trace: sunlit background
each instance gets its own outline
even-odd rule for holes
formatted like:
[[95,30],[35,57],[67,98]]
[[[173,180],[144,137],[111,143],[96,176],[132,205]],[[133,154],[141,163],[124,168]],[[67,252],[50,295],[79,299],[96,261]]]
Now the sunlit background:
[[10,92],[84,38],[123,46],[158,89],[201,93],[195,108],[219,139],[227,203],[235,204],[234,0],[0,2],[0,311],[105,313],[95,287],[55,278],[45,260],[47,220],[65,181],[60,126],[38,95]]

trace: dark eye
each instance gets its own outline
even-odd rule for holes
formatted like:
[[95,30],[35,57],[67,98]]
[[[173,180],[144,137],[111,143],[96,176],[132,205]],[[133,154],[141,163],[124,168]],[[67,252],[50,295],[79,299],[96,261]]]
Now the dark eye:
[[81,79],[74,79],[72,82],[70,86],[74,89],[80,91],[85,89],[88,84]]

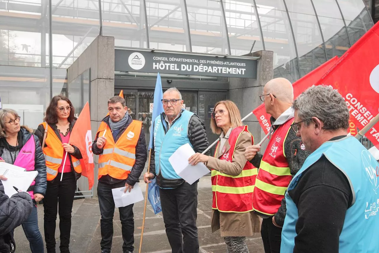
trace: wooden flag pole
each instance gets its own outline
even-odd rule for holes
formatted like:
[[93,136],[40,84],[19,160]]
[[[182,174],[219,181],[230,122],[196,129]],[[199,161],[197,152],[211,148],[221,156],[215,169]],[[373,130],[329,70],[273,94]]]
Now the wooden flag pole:
[[[151,158],[151,149],[149,150],[149,164],[147,165],[147,173],[150,172],[150,159]],[[142,220],[142,231],[141,231],[141,239],[139,240],[139,250],[138,253],[141,253],[142,248],[142,239],[143,238],[143,230],[145,228],[145,217],[146,216],[146,205],[147,202],[147,194],[149,192],[149,180],[146,184],[146,192],[145,193],[145,206],[143,209],[143,218]]]
[[375,118],[368,122],[368,123],[362,128],[362,130],[358,132],[357,135],[356,135],[355,138],[357,139],[360,140],[366,134],[366,133],[368,132],[368,130],[371,129],[378,121],[379,121],[379,114],[378,114]]

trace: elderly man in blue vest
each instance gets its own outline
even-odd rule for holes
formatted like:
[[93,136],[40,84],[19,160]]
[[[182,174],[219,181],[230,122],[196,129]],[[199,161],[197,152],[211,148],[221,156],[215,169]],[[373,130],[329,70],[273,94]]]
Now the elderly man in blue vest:
[[152,125],[152,173],[145,173],[145,182],[157,177],[166,234],[172,253],[196,253],[199,250],[196,225],[197,183],[191,185],[182,179],[168,158],[186,143],[196,152],[205,150],[208,145],[205,126],[197,115],[182,109],[182,95],[176,88],[164,92],[162,102],[164,112]]
[[343,98],[313,86],[293,107],[293,129],[312,153],[286,194],[280,253],[379,252],[379,164],[346,136]]

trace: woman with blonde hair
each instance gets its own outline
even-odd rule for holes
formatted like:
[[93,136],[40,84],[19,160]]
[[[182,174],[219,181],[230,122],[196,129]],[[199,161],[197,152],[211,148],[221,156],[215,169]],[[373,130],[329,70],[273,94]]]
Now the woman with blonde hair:
[[248,253],[246,237],[260,231],[252,206],[257,169],[244,156],[245,149],[254,142],[253,136],[243,125],[237,106],[230,100],[215,105],[211,128],[221,134],[214,157],[198,153],[189,163],[204,163],[211,171],[212,232],[220,230],[228,253]]
[[[44,242],[38,228],[37,202],[46,190],[46,167],[38,138],[20,125],[21,117],[11,109],[0,110],[0,158],[38,174],[28,189],[33,201],[31,213],[21,225],[32,253],[43,253]],[[11,196],[9,196],[10,197]]]

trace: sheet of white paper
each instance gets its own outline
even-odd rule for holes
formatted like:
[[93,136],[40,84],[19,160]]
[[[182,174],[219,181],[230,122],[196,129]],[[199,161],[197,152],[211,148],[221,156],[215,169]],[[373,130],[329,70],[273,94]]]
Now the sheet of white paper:
[[142,190],[138,183],[134,185],[134,187],[130,191],[130,192],[129,192],[129,191],[127,191],[124,193],[124,190],[125,187],[112,189],[115,207],[123,207],[143,200]]
[[188,164],[188,159],[194,153],[193,149],[187,143],[178,149],[168,159],[176,174],[190,185],[209,173],[209,170],[202,163],[194,166]]
[[13,187],[19,190],[26,191],[38,175],[36,171],[25,171],[25,169],[4,162],[0,162],[0,175],[3,175],[8,179],[2,180],[4,192],[10,197],[17,193]]

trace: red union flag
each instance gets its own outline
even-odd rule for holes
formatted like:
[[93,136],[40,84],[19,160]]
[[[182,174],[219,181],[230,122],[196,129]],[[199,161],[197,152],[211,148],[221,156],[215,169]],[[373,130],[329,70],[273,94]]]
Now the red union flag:
[[[293,83],[292,85],[293,86],[294,98],[296,98],[303,91],[315,84],[322,75],[332,68],[338,60],[338,57],[335,56]],[[253,110],[253,113],[257,117],[265,133],[267,134],[271,127],[271,116],[266,113],[265,104],[261,104]]]
[[[379,23],[356,43],[318,82],[338,90],[346,101],[350,119],[362,129],[378,112]],[[379,123],[366,134],[379,147]]]
[[81,175],[88,179],[89,190],[93,185],[94,157],[92,153],[92,134],[88,102],[86,103],[76,123],[72,128],[69,143],[80,150],[83,159],[80,161]]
──────────
*Your instructions*:
Return each line of the rows above that contains the string "flag", with letter case matching.

*Result for this task*:
trace: wooden flag pole
Now the wooden flag pole:
trace: red union flag
Now the red union flag:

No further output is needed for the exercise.